Exercise task.
Every line below should be copied exactly; drop the pictures.

** START **

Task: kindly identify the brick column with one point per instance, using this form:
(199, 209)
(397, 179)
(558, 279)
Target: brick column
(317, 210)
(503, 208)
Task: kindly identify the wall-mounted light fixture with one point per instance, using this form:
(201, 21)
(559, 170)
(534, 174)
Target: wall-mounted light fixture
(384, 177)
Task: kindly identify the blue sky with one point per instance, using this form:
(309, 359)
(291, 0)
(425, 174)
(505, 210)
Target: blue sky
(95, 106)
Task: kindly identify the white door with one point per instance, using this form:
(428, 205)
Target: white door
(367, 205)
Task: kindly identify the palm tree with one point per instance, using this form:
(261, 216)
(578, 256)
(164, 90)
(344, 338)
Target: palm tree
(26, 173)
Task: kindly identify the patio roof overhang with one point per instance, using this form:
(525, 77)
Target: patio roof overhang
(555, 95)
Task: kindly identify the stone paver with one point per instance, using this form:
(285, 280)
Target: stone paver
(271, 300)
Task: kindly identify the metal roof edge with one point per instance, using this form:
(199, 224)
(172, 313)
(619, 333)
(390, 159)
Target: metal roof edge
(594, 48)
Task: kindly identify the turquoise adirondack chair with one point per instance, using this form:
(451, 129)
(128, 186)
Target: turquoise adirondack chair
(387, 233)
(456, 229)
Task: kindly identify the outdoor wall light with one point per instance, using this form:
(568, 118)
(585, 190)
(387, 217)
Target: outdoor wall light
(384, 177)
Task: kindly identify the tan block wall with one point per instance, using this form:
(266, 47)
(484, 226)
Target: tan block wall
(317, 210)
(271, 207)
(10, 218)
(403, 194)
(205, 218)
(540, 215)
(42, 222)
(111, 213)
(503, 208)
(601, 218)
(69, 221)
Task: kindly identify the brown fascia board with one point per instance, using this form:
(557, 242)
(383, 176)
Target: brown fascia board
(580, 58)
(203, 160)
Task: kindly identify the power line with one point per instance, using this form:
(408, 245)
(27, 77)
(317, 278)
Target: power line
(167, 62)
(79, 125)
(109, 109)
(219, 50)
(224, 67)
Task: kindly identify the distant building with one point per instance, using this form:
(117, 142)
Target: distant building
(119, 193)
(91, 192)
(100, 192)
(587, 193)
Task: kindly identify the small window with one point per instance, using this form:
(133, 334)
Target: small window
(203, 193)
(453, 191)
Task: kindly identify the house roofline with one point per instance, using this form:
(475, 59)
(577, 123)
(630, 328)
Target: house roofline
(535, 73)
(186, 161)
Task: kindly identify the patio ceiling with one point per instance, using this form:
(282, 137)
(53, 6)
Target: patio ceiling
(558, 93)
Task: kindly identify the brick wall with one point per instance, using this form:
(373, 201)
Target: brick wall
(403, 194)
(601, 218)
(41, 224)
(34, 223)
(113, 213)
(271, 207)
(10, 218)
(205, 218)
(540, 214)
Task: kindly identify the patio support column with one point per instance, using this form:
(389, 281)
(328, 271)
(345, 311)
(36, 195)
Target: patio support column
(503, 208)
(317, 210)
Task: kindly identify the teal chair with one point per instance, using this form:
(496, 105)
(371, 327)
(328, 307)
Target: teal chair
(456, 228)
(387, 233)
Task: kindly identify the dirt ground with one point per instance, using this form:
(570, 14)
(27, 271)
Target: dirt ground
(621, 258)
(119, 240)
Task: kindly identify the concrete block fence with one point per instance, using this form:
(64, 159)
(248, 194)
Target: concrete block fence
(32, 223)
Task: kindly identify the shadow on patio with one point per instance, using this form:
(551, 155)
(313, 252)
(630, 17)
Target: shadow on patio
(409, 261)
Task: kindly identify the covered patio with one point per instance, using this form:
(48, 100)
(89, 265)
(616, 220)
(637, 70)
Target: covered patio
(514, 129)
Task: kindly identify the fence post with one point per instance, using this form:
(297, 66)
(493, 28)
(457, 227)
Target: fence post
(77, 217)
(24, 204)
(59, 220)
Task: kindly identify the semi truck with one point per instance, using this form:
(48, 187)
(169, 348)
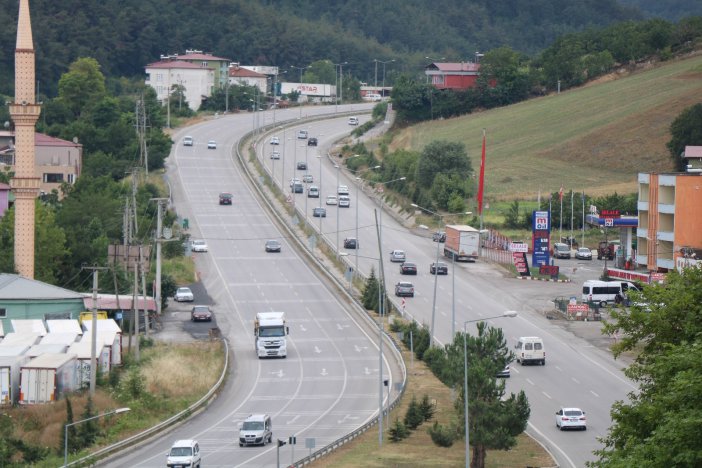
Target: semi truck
(270, 333)
(462, 243)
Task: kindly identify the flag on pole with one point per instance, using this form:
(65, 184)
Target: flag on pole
(481, 182)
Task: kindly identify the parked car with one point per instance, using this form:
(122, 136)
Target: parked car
(397, 256)
(408, 268)
(184, 295)
(404, 288)
(583, 253)
(198, 245)
(225, 198)
(201, 313)
(273, 245)
(439, 236)
(571, 418)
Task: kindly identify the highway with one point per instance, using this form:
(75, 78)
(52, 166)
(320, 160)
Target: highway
(329, 383)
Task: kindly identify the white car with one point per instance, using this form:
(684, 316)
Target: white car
(571, 418)
(198, 245)
(184, 295)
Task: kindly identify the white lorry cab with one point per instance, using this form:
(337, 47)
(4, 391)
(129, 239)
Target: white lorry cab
(270, 332)
(604, 292)
(257, 429)
(530, 350)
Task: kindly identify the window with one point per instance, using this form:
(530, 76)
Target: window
(53, 178)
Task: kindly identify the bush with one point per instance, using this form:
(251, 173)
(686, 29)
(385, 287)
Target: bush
(443, 436)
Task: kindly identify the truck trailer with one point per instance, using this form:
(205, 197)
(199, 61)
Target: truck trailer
(462, 243)
(270, 331)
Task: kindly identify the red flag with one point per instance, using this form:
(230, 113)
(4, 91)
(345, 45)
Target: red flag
(481, 184)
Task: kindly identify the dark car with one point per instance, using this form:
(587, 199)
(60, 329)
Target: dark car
(273, 246)
(201, 313)
(225, 198)
(404, 288)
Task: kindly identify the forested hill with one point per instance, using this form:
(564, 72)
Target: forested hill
(124, 35)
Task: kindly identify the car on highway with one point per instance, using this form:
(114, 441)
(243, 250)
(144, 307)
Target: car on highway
(404, 289)
(198, 245)
(225, 198)
(184, 294)
(397, 256)
(439, 236)
(201, 313)
(273, 245)
(571, 418)
(583, 253)
(438, 268)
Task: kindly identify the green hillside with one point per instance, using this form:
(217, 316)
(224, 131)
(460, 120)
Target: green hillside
(595, 138)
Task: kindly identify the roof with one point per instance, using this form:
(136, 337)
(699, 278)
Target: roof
(16, 287)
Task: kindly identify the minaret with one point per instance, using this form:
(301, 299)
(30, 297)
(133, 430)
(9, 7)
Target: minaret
(24, 113)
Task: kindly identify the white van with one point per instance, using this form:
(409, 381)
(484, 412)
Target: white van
(530, 349)
(604, 292)
(257, 429)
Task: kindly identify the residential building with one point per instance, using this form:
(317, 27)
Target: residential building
(56, 160)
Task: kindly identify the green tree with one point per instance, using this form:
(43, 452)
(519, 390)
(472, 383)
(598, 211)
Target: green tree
(659, 425)
(685, 130)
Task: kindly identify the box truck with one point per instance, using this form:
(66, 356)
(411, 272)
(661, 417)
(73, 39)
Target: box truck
(462, 243)
(270, 331)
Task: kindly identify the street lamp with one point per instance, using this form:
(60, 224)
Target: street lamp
(436, 276)
(65, 429)
(509, 313)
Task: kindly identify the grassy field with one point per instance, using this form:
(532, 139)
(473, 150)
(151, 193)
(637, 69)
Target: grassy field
(594, 138)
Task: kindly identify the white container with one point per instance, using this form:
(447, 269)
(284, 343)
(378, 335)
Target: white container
(46, 378)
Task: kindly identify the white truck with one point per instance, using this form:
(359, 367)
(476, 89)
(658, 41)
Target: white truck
(462, 243)
(270, 331)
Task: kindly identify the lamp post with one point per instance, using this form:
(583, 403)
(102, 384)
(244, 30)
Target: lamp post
(65, 429)
(436, 276)
(509, 313)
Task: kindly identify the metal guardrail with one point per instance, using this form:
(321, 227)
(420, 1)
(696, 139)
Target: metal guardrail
(136, 439)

** END **

Written answer.
Task: kindly identify the brick column with one point per instance, using this form:
(199, 209)
(397, 179)
(558, 279)
Target: brick column
(317, 210)
(503, 208)
Task: kindly identify the wall-mounted light fixture with one point per instance, using this form:
(201, 21)
(559, 170)
(534, 174)
Target: wall-mounted light fixture
(384, 177)
Task: kindly identify the blue sky with one point per instance, using this form:
(309, 359)
(291, 0)
(425, 174)
(505, 210)
Target: blue sky
(95, 106)
Task: kindly identify the white door with one point per instance, using this form:
(428, 205)
Target: white door
(367, 205)
Task: kindly identify the palm tree with one point per instance, using this form:
(261, 216)
(578, 256)
(164, 90)
(344, 338)
Target: palm tree
(26, 173)
Task: kindly identify the patio roof overhang with one point per instance, using this form:
(525, 77)
Target: patio roof overhang
(555, 95)
Task: kindly identify the stone paver with one point per instance, using this form:
(285, 280)
Target: stone paver
(271, 300)
Task: kindly identify the metal roof edge with one point per instance, using this form:
(199, 224)
(172, 313)
(619, 333)
(390, 159)
Target: metal roof edge
(594, 48)
Task: kindly identify the turquoise adirondack chair with one point per instance, using this form:
(451, 129)
(128, 186)
Target: turquoise adirondack chair
(387, 233)
(456, 229)
Task: kindly identify the outdoor wall light with one point per instance, using this form:
(568, 118)
(585, 190)
(387, 217)
Target: outdoor wall light
(384, 177)
Task: kindly identify the tan block wall with one point per instance, using this form:
(266, 47)
(484, 226)
Target: tan block wall
(317, 210)
(271, 207)
(10, 218)
(403, 194)
(205, 218)
(540, 215)
(42, 222)
(111, 213)
(503, 208)
(601, 218)
(69, 221)
Task: kindly identify the brown fascia board with one point per instance, using this form:
(557, 242)
(383, 176)
Target: brown fascia board
(580, 58)
(203, 160)
Task: kindly identify the power line with one point per instance, using this form:
(408, 245)
(27, 77)
(317, 278)
Target: power line
(167, 62)
(79, 125)
(109, 109)
(219, 50)
(224, 67)
Task: kindly identify the distant building with one point per instance, using this form:
(117, 142)
Target: distant building
(119, 193)
(91, 192)
(100, 192)
(587, 193)
Task: kindly identify the small window with one point per instance, using this form:
(133, 334)
Target: small window
(203, 193)
(453, 191)
Task: kindly identify the house roofline with one point per instance, using this form:
(475, 59)
(577, 123)
(630, 328)
Target: house roofline
(535, 73)
(186, 161)
Task: kindly identify the patio ceiling with one point per instance, using this form:
(282, 137)
(53, 6)
Target: patio ceiling
(558, 93)
Task: kindly identify the brick wall with one point per instance, using this form:
(373, 201)
Target: brick wall
(403, 194)
(601, 218)
(41, 224)
(34, 223)
(113, 213)
(271, 207)
(10, 218)
(205, 218)
(540, 214)
Task: kindly identify the patio support column with one point per instance, using this form:
(389, 281)
(328, 271)
(345, 311)
(36, 195)
Target: patio support column
(503, 208)
(317, 210)
Task: kindly identify the teal chair with one point per instance, using this form:
(496, 105)
(371, 327)
(328, 307)
Target: teal chair
(456, 228)
(387, 233)
Task: kindly identify the dirt ground with one point per instance, using this form:
(570, 14)
(27, 271)
Target: dirt ground
(621, 258)
(119, 240)
Task: kindly identify the concrete block fence with one point per instance, using this form:
(64, 159)
(248, 194)
Target: concrete block fence
(32, 223)
Task: kindly identify the shadow on patio with one point per instance, using this form:
(551, 155)
(313, 252)
(630, 17)
Target: shadow on patio
(409, 261)
Task: kindly identify the covered patio with one point per instance, using this form:
(48, 100)
(89, 265)
(616, 220)
(637, 70)
Target: covered patio
(514, 129)
Task: kindly identify the fence post with one point per instance, using this form:
(297, 66)
(493, 28)
(457, 227)
Target: fence post
(77, 217)
(24, 204)
(59, 220)
Task: kindly identify the semi truck with one point per instance, using this form:
(48, 187)
(169, 348)
Target: semi truck
(270, 333)
(462, 243)
Task: kindly identify the flag on pole with one point per instance, using this form:
(65, 184)
Target: flag on pole
(481, 182)
Task: kindly identify the parked car with one point per instance, using this form:
(122, 136)
Target: parked car
(397, 256)
(408, 268)
(184, 295)
(404, 288)
(583, 253)
(198, 245)
(225, 198)
(201, 313)
(273, 245)
(439, 236)
(571, 418)
Task: kindly identify the highway with one point per instance, using this form:
(75, 78)
(52, 166)
(320, 160)
Target: highway
(329, 383)
Task: kindly identify the white car with one point per instance, using this form:
(684, 316)
Target: white car
(571, 418)
(198, 245)
(184, 295)
Task: kindly identify the white lorry cab with one point per instance, using this form:
(337, 47)
(4, 391)
(129, 239)
Target: white lorry cab
(270, 332)
(604, 292)
(257, 429)
(530, 350)
Task: kindly identify the window with one point per instance, using this form:
(530, 76)
Target: window
(53, 178)
Task: kindly identify the bush with one point per instance, using this form:
(251, 173)
(686, 29)
(385, 287)
Target: bush
(443, 436)
Task: kindly identify the truck trailer with one point per instance, using this form:
(205, 197)
(199, 61)
Target: truck trailer
(462, 243)
(270, 331)
Task: kindly identify the red flag with one point per instance, using this form:
(230, 113)
(4, 91)
(345, 45)
Target: red flag
(481, 184)
Task: kindly identify the dark car with one point per instance, using this form:
(587, 199)
(60, 329)
Target: dark car
(273, 246)
(201, 313)
(225, 198)
(404, 288)
Task: kindly identify the forested hill with one point per instance, using this form:
(564, 72)
Target: forested hill
(124, 35)
Task: kindly identify the car on highway with one point per instance, using this form:
(114, 441)
(243, 250)
(144, 307)
Target: car on highway
(404, 289)
(198, 245)
(225, 198)
(184, 294)
(397, 256)
(439, 236)
(201, 313)
(273, 245)
(571, 418)
(583, 253)
(438, 268)
Task: kindly identify the green hillside with one point per instance, using this form:
(217, 316)
(224, 131)
(460, 120)
Target: green hillside
(595, 138)
Task: kindly identify the roof with one point per instance, using this form:
(136, 337)
(699, 278)
Target: roof
(16, 287)
Task: kindly identify the minaret with one point per instance, using this form:
(301, 299)
(30, 297)
(133, 430)
(9, 7)
Target: minaret
(24, 113)
Task: kindly identify the white van with one point per instance, using this form:
(409, 381)
(484, 412)
Target: white van
(530, 349)
(604, 292)
(257, 429)
Task: kindly identify the residential building with one point per instance, using this form:
(317, 27)
Target: residential building
(56, 160)
Task: kindly identify the green tree with one point per instance, using this form:
(43, 452)
(519, 390)
(472, 383)
(598, 211)
Target: green tree
(659, 425)
(685, 130)
Task: kindly identify the box truck with one point per instance, using this form:
(66, 356)
(411, 272)
(661, 417)
(73, 39)
Target: box truck
(462, 243)
(270, 331)
Task: kindly identify the street lamp with one point per instance, using this form:
(60, 224)
Target: street lamp
(436, 276)
(65, 429)
(509, 313)
Task: kindly identify the grassy field with one point per instance, using this form:
(532, 139)
(473, 150)
(151, 193)
(637, 69)
Target: grassy field
(594, 138)
Task: kindly identify the white container with one point per instance, using this form:
(447, 269)
(284, 343)
(378, 335)
Target: white container
(46, 378)
Task: kindly identify the white truck with one point per instance, using this form:
(359, 367)
(476, 89)
(658, 41)
Target: white truck
(462, 243)
(270, 331)
Task: kindly identify the lamp post with one point per instance, using this form:
(583, 403)
(102, 384)
(244, 30)
Target: lamp post
(65, 429)
(436, 276)
(509, 313)
Task: kindly identify the metal guardrail with one point per instance, using this form:
(321, 227)
(420, 1)
(696, 139)
Target: metal guardrail
(136, 439)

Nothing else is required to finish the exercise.